---------- Reading passage ----------

[PATCH v3 5/8] arm64/sve: Implement a helper to flush SVE registers

Wed Jul 15 12:52:05 EDT 2020

On Mon, Jun 29, 2020 at 02:35:53PM +0100, Mark Brown wrote:
> From: Julien Grall <julien.grall at arm.com>
> 
> Introduce a new helper that will zero all SVE registers but the first
> 128-bits of each vector. This will be used by subsequent patches to
> avoid costly store/maipulate/reload sequences in places like do_sve_acc().
> 
> Signed-off-by: Julien Grall <julien.grall at arm.com>
> Reviewed-by: Dave Martin <Dave.Martin at arm.com>
> Signed-off-by: Mark Brown <broonie at kernel.org>
> ---
>  arch/arm64/include/asm/fpsimd.h       |  1 +
>  arch/arm64/include/asm/fpsimdmacros.h | 19 +++++++++++++++++++
>  arch/arm64/kernel/entry-fpsimd.S      |  8 ++++++++
>  3 files changed, 28 insertions(+)
> 
> diff --git a/arch/arm64/include/asm/fpsimd.h b/arch/arm64/include/asm/fpsimd.h
> index 59f10dd13f12..958f642e930d 100644
> --- a/arch/arm64/include/asm/fpsimd.h
> +++ b/arch/arm64/include/asm/fpsimd.h
> @@ -69,6 +69,7 @@ static inline void *sve_pffr(struct thread_struct *thread)
>  extern void sve_save_state(void *state, u32 *pfpsr);
>  extern void sve_load_state(void const *state, u32 const *pfpsr,
>  			   unsigned long vq_minus_1);
> +extern void sve_flush_live(void);
>  extern unsigned int sve_get_vl(void);
>  
>  struct arm64_cpu_capabilities;
> diff --git a/arch/arm64/include/asm/fpsimdmacros.h b/arch/arm64/include/asm/fpsimdmacros.h
> index feef5b371fba..af43367534c7 100644
> --- a/arch/arm64/include/asm/fpsimdmacros.h
> +++ b/arch/arm64/include/asm/fpsimdmacros.h
> @@ -164,6 +164,13 @@
>  		| ((\np) << 5)

---------- Material shown ----------

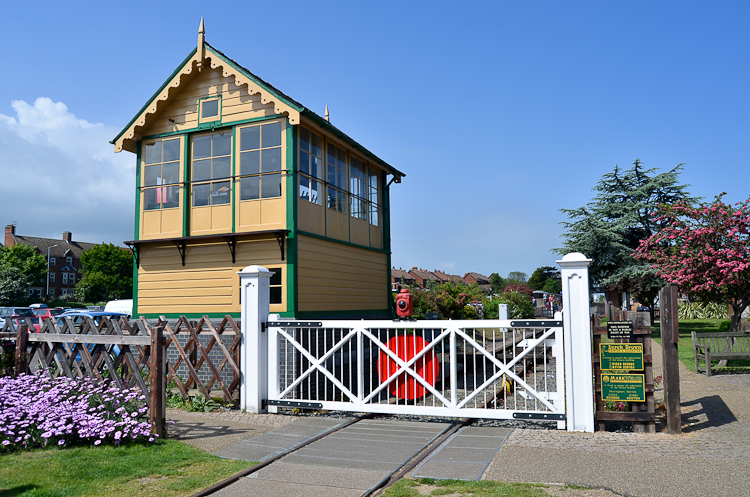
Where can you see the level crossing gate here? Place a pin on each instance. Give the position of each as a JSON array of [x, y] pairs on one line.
[[501, 369]]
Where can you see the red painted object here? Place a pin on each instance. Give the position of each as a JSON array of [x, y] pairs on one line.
[[406, 347]]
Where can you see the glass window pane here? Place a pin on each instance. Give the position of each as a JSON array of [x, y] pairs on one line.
[[149, 199], [202, 170], [271, 186], [222, 167], [220, 193], [271, 160], [250, 162], [222, 143], [171, 150], [316, 168], [250, 138], [153, 153], [250, 188], [275, 295], [171, 173], [201, 195], [201, 147], [271, 135], [173, 197], [210, 108], [304, 188], [276, 276], [151, 175]]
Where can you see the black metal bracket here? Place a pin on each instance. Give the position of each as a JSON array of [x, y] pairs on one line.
[[539, 415], [280, 238], [232, 242], [180, 244], [536, 323], [293, 403]]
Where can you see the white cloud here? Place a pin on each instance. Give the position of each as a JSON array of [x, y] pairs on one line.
[[59, 173]]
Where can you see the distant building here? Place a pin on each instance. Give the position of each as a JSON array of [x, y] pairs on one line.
[[64, 261]]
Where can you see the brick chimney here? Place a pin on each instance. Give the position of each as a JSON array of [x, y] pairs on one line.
[[10, 230]]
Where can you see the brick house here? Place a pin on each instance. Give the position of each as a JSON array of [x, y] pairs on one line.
[[64, 261]]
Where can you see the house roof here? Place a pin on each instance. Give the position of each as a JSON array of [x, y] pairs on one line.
[[63, 249], [283, 103]]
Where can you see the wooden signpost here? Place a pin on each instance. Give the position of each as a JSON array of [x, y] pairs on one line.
[[623, 370]]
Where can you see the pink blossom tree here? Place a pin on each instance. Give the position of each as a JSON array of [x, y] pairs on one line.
[[705, 250]]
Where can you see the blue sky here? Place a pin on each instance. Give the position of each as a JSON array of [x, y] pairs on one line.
[[500, 113]]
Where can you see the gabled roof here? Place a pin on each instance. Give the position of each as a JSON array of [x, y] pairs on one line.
[[283, 104]]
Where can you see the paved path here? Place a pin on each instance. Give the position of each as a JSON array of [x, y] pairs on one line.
[[711, 457], [346, 463]]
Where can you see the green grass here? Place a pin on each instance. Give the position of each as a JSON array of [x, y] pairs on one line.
[[484, 488], [685, 345], [165, 468]]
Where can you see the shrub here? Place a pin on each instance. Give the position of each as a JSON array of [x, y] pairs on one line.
[[39, 411]]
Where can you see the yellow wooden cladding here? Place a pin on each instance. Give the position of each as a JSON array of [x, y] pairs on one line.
[[183, 106], [336, 277], [208, 283]]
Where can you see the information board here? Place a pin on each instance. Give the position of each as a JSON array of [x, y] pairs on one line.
[[620, 329], [625, 387], [621, 356]]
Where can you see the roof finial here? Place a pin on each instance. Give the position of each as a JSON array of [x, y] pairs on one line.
[[201, 41]]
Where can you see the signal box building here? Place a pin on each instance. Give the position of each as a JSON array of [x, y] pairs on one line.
[[232, 172]]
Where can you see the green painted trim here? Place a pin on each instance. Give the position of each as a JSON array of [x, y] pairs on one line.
[[223, 125], [137, 223], [292, 298], [186, 184], [235, 181], [365, 314], [164, 85], [350, 244], [210, 124], [387, 239]]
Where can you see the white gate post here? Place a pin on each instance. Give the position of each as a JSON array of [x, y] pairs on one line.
[[579, 384], [255, 297]]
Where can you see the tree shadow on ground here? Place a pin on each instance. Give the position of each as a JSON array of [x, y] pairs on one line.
[[711, 413]]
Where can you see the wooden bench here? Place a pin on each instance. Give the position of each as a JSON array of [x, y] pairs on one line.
[[719, 346]]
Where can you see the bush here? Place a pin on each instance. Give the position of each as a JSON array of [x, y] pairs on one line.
[[38, 411]]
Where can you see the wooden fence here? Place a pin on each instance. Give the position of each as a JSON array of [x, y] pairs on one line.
[[193, 356]]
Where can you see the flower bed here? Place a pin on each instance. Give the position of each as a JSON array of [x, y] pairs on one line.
[[39, 411]]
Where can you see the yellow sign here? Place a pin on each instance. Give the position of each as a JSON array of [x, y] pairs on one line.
[[621, 356], [625, 387]]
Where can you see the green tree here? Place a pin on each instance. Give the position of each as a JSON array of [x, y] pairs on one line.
[[32, 264], [610, 227], [497, 283], [540, 276], [517, 277], [107, 274], [13, 284]]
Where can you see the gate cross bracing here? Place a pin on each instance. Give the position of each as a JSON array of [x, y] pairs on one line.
[[502, 369]]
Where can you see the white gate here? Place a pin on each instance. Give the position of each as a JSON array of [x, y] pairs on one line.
[[487, 369], [503, 369]]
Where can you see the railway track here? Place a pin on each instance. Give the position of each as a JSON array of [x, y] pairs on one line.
[[376, 489]]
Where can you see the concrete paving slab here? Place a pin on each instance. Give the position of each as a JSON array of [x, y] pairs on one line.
[[464, 454], [270, 488], [359, 455], [319, 475], [450, 470], [335, 462]]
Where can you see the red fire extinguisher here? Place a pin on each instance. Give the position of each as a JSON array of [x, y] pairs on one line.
[[404, 304]]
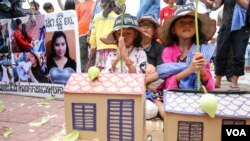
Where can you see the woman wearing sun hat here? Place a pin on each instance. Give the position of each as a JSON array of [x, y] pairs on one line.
[[129, 48], [181, 60]]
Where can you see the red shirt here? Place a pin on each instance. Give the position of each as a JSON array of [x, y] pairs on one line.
[[84, 14], [23, 44], [166, 12]]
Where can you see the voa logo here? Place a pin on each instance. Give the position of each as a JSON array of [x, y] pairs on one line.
[[236, 132]]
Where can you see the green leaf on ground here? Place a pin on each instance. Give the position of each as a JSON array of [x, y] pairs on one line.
[[50, 98], [7, 133], [40, 122], [121, 1], [2, 107], [73, 136]]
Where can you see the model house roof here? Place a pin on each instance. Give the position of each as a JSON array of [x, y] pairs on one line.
[[229, 105], [112, 83]]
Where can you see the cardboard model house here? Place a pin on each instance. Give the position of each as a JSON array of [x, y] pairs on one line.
[[184, 120], [109, 108]]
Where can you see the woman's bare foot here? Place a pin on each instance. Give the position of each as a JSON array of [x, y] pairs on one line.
[[234, 82], [217, 81]]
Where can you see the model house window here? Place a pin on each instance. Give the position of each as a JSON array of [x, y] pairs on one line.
[[233, 122], [190, 131], [84, 116], [120, 120]]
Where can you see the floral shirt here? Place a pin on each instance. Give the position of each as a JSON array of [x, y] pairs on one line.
[[137, 56]]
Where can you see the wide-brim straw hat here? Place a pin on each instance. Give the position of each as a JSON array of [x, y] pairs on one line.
[[129, 21], [208, 25], [149, 18]]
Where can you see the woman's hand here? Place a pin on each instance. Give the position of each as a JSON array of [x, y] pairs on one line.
[[123, 54], [198, 62]]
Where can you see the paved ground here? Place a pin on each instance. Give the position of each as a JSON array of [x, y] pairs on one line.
[[20, 111]]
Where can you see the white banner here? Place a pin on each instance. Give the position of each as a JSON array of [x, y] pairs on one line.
[[38, 54]]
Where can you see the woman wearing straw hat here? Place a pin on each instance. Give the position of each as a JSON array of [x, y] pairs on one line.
[[130, 56], [181, 60]]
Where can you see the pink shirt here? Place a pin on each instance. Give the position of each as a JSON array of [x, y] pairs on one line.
[[171, 54]]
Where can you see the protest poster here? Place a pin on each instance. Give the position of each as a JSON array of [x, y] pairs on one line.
[[38, 53]]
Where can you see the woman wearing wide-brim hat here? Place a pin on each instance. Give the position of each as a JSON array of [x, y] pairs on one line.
[[129, 56], [181, 60]]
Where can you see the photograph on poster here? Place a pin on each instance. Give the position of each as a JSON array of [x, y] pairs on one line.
[[27, 34], [30, 67], [61, 55], [4, 36], [6, 73]]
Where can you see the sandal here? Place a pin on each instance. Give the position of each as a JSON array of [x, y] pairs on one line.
[[234, 88]]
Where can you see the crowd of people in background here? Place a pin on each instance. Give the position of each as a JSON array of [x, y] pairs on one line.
[[160, 42]]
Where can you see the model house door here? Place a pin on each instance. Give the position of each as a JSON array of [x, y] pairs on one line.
[[120, 120]]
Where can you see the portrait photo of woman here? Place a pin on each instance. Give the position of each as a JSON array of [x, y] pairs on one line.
[[59, 63]]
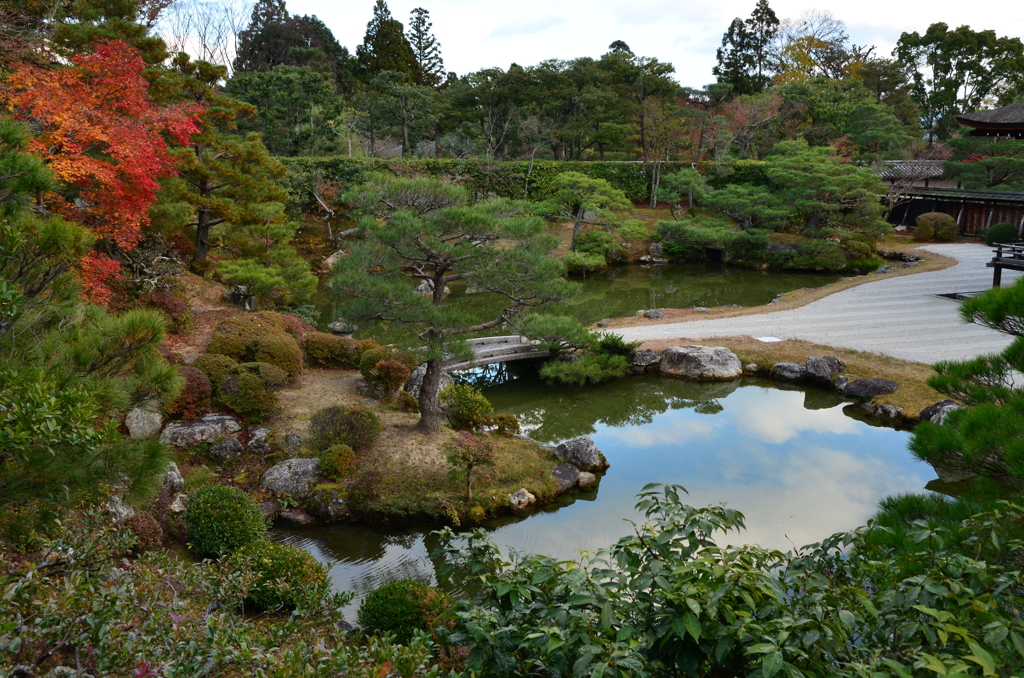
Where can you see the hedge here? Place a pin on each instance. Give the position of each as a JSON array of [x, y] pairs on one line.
[[481, 177]]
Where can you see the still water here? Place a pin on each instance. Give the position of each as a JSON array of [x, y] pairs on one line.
[[621, 291], [799, 462]]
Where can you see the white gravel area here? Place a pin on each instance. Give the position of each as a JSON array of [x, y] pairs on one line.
[[899, 316]]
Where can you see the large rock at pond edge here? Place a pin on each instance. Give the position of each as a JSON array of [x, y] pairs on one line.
[[225, 450], [292, 476], [143, 423], [327, 503], [646, 357], [207, 429], [788, 371], [416, 380], [937, 413], [521, 499], [582, 453], [870, 387], [565, 475], [824, 368], [701, 363], [173, 481]]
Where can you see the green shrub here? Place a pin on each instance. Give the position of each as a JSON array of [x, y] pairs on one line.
[[286, 577], [633, 229], [337, 462], [937, 225], [259, 337], [216, 367], [247, 394], [374, 356], [590, 368], [466, 408], [356, 428], [506, 424], [146, 532], [271, 376], [194, 398], [329, 350], [222, 519], [1000, 232], [401, 607]]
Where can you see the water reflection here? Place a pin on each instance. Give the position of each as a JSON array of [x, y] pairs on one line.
[[791, 459]]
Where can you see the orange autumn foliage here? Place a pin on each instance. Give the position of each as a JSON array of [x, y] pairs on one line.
[[102, 135]]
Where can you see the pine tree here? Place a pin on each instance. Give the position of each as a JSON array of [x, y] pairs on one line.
[[385, 47], [426, 48]]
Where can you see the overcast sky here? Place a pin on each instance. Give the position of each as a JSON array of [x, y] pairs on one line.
[[477, 34]]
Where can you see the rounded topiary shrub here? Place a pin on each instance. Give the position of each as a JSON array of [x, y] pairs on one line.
[[194, 398], [356, 428], [466, 408], [286, 577], [222, 519], [328, 350], [216, 367], [247, 394], [402, 606], [1001, 232], [337, 462], [146, 531], [936, 225]]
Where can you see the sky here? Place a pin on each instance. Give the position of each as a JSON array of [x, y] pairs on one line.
[[478, 34]]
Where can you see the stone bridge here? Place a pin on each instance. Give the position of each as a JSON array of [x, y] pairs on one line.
[[488, 350]]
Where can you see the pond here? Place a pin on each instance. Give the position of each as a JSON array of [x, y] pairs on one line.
[[623, 291], [800, 463]]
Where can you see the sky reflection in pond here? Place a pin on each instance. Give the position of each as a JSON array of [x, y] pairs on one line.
[[792, 459]]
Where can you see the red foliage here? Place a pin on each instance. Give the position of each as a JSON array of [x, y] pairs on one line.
[[98, 273], [101, 133]]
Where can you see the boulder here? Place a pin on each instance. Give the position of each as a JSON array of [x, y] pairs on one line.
[[225, 450], [143, 422], [173, 481], [521, 499], [870, 387], [119, 508], [646, 357], [416, 380], [206, 429], [259, 441], [824, 368], [937, 413], [327, 503], [343, 327], [582, 453], [296, 517], [700, 363], [788, 371], [179, 504], [565, 475], [292, 476]]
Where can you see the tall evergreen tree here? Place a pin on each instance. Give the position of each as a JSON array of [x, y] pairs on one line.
[[385, 47], [426, 48]]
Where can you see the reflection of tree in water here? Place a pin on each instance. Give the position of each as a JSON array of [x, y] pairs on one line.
[[554, 413]]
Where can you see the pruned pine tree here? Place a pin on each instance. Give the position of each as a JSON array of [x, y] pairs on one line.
[[423, 231]]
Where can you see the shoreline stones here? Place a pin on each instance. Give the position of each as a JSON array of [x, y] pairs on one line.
[[205, 429], [292, 476], [701, 363]]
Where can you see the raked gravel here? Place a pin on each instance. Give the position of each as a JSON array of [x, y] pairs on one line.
[[899, 316]]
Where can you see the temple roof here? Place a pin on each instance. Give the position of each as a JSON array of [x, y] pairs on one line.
[[1009, 117]]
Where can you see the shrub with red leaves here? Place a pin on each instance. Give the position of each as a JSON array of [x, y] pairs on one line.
[[194, 400]]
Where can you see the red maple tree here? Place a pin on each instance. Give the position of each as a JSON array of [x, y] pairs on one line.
[[102, 135]]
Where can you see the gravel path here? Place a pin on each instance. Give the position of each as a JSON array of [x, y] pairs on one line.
[[898, 316]]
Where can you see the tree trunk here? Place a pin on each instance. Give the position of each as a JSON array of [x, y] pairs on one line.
[[430, 410]]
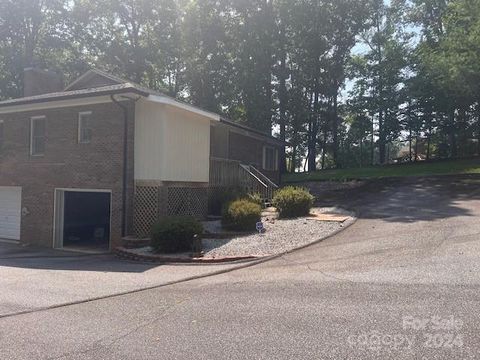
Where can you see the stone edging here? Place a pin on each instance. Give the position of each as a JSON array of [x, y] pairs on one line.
[[127, 254]]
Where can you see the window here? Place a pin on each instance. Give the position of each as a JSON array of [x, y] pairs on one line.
[[85, 127], [37, 135], [2, 135], [270, 158]]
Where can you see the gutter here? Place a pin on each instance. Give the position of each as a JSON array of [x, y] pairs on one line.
[[125, 161]]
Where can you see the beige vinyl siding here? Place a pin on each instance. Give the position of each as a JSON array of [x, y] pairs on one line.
[[171, 144]]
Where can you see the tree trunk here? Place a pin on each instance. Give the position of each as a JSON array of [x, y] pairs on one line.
[[312, 145], [416, 148], [451, 134], [372, 148], [429, 139], [282, 94], [410, 145], [335, 126], [361, 153], [478, 128]]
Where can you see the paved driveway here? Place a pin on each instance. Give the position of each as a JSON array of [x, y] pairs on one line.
[[402, 283], [37, 278]]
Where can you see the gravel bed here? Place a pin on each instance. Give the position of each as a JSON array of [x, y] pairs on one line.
[[281, 236]]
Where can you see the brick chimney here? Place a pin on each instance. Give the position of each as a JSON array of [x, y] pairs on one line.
[[37, 82]]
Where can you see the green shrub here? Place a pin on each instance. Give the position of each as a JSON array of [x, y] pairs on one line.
[[241, 215], [255, 198], [293, 202], [175, 234]]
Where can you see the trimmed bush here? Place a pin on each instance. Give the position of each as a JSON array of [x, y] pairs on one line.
[[241, 215], [175, 234], [255, 198], [293, 202]]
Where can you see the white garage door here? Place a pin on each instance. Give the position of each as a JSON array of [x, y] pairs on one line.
[[10, 212]]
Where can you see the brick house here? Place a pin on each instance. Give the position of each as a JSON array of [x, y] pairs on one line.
[[104, 158]]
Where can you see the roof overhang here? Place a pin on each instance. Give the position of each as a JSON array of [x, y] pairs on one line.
[[258, 133], [187, 107], [67, 100]]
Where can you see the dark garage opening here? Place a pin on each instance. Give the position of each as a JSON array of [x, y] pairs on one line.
[[87, 220]]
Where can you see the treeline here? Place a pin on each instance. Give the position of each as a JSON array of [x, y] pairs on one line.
[[346, 82]]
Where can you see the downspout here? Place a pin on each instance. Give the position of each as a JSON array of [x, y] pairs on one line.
[[125, 163]]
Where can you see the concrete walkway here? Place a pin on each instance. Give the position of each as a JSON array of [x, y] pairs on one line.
[[36, 278]]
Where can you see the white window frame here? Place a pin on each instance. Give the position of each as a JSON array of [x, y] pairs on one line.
[[32, 121], [275, 158], [2, 134], [79, 135]]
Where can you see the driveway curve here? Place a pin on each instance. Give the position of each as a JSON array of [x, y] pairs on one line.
[[401, 283]]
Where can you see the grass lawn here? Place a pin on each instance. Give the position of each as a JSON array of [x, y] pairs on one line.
[[471, 166]]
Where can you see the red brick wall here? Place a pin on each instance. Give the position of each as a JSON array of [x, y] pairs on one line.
[[66, 164]]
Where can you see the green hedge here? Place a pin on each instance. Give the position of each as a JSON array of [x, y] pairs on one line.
[[241, 215], [293, 202], [175, 234]]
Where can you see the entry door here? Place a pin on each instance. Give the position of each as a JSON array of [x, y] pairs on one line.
[[10, 212]]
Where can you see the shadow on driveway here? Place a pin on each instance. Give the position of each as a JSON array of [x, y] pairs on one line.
[[17, 256], [408, 200]]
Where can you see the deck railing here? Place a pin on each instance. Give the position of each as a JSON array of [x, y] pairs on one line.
[[231, 173]]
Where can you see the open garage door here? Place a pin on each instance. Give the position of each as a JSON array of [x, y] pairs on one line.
[[10, 212]]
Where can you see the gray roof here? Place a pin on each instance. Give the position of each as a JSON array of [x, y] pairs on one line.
[[123, 86], [65, 95]]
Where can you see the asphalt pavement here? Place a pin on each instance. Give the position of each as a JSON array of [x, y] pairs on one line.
[[401, 283]]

----------

### Required work
1. According to the SVE patch, what does the new helper do, and why is it being added? Answer in one to three sentences.
2. Answer these questions about the SVE patch:
(a) How many files does it change, and how many insertions does it make?
(b) What declaration does it add to fpsimd.h?
(c) Who is listed as the reviewer?
3. Write what follows next in the SVE patch, continuing from its last line.
These rows have no connection to the SVE patch.

### Answers in order
1. The helper zeroes all SVE registers except the first 128 bits of each vector. Subsequent patches will use it to avoid costly store, manipulate, and reload sequences in places like do_sve_acc().

2.
(a) Three files, with 28 insertions.
(b) extern void sve_flush_live(void);
(c) Dave Martin

3.
>  .endm
>  
> +/* PFALSE P\np.B */
> +.macro _sve_pfalse np
> +	_sve_check_preg \np
> +	.inst	0x2518e400			\
> +		| (\np)
> +.endm
> +
>  .macro __for from:req, to:req
>  	.if (\from) == (\to)
>  		_for__body %\from
> @@ -198,6 +205,18 @@
>  921:
>  .endm
>  
> +/* Preserve the first 128-bits of Znz and zero the rest. */
> +.macro _sve_flush_z nz
> +	_sve_check_zreg \nz
> +	mov	v\nz\().16b, v\nz\().16b
> +.endm
> +
> +.macro sve_flush
> + _for n, 0, 31, _sve_flush_z	\n
> + _for n, 0, 15, _sve_pfalse	\n
> +		_sve_wrffr	0

Side note, but as and when hardware is available for benchmarking, it
could be worth investigating how sequences like this perform.

Because WRFFR is self-synchronising, it is a potentially expensive
operation; especially so if there could be in-flight SVE operations.

This isn't directly relevant to this patch, but could be worth a look
later on.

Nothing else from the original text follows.